Selected text

Zăbala (, ) is a commune in Covasna County, Romania. It lies in the Székely Land, an ethno-cultural region in eastern Transylvania.

Component villages 
The commune comprises 4 villages:

Demographics

The commune has a Székely Hungarian majority. According to the 2002 census, it has a population of 4,814, of which 76.55% or 3,685 are Hungarian. There is also an important Romanian community.

Name

The name of "Zabola" means "bridle", i.e. the straps of leather that are put around the head of a horse to allow the rider to control it.

In the course of various battles with the Tatars, the villages north and south of Zabola were destroyed by the Tatars. However, the inhabitants of Zabola were capable of holding the Tatars in check and survived, as if they had put bridles around the Tatars horses in order to control them and their riders. 
Outside the village lies the "Tatárhalom" (Tatar Hill); some historians think the Tatars that were killed in action were buried there.

History 

It formed part of the Székely Land region of the historical Transylvania province. From 1876 until 1918, the village belonged to the Háromszék County of the Kingdom of Hungary. After the Treaty of Trianon of 1920, it became part of Romania.

Work instructions
Reproduce word for word the passage of the Zăbala article starting at "Outside the village" and ending at "part of Romania.".

Raw data
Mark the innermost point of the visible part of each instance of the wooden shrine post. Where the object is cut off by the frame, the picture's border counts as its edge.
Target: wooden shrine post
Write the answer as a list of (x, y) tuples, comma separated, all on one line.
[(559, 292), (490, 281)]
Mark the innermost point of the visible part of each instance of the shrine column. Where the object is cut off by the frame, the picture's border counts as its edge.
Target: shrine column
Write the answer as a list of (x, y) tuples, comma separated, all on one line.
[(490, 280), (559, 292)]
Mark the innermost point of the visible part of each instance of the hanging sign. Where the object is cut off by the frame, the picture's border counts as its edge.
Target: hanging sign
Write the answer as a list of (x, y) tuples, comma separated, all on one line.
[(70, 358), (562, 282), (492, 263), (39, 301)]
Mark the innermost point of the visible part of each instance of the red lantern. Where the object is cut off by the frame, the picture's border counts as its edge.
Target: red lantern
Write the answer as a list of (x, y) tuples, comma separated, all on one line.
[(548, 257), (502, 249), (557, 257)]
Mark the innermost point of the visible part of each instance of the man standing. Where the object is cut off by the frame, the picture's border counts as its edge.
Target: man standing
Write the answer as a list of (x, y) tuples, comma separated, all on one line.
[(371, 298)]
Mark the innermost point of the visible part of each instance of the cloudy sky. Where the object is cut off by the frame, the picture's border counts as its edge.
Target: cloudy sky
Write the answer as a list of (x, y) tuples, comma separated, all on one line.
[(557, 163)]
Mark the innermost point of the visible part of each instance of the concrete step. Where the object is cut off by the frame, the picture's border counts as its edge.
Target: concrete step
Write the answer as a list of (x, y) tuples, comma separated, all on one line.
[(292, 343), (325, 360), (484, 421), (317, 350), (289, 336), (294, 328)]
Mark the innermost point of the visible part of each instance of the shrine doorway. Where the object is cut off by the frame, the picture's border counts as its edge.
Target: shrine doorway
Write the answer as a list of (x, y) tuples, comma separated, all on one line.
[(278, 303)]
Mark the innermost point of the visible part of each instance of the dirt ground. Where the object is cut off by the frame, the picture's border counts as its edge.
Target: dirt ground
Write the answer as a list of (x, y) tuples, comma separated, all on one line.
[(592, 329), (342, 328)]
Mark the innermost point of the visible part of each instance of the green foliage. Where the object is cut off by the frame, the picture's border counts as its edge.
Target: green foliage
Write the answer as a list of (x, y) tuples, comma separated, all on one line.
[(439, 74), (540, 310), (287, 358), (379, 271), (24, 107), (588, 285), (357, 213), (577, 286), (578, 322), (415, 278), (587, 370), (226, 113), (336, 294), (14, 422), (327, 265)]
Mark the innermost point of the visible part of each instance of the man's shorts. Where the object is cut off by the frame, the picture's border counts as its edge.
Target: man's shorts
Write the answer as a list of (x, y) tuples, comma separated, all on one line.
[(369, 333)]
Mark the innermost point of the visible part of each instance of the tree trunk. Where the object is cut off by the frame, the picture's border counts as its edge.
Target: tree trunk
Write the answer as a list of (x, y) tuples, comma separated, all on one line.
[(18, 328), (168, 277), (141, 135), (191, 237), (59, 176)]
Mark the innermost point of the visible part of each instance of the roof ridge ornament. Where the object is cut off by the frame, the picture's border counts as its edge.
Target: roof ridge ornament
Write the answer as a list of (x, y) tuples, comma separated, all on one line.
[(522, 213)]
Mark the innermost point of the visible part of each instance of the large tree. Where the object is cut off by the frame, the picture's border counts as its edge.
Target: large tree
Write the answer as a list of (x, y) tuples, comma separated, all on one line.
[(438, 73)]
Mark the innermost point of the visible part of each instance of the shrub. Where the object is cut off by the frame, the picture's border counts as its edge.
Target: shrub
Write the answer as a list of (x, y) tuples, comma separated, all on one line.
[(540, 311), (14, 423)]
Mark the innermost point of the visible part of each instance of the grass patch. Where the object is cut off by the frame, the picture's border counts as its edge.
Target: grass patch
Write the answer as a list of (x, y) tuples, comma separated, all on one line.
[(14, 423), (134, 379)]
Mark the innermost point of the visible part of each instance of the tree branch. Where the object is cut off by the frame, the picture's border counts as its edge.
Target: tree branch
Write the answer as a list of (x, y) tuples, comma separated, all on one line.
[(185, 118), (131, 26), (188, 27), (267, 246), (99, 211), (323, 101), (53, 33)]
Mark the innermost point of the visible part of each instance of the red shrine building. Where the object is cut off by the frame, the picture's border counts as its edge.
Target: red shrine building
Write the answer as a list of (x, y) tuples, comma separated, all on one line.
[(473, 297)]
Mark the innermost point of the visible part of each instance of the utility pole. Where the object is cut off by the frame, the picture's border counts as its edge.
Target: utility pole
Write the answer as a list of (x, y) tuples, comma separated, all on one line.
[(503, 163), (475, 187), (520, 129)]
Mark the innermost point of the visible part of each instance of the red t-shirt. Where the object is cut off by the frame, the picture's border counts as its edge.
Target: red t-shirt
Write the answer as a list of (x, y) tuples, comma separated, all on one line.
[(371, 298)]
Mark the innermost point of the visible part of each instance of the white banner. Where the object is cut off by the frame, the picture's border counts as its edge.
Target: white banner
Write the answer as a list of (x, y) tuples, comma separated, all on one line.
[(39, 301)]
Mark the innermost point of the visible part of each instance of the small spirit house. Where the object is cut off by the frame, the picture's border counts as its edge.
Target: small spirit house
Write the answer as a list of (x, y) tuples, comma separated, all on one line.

Task output
Outside the village lies the "Tatárhalom" (Tatar Hill); some historians think the Tatars that were killed in action were buried there.

History 

It formed part of the Székely Land region of the historical Transylvania province. From 1876 until 1918, the village belonged to the Háromszék County of the Kingdom of Hungary. After the Treaty of Trianon of 1920, it became part of Romania.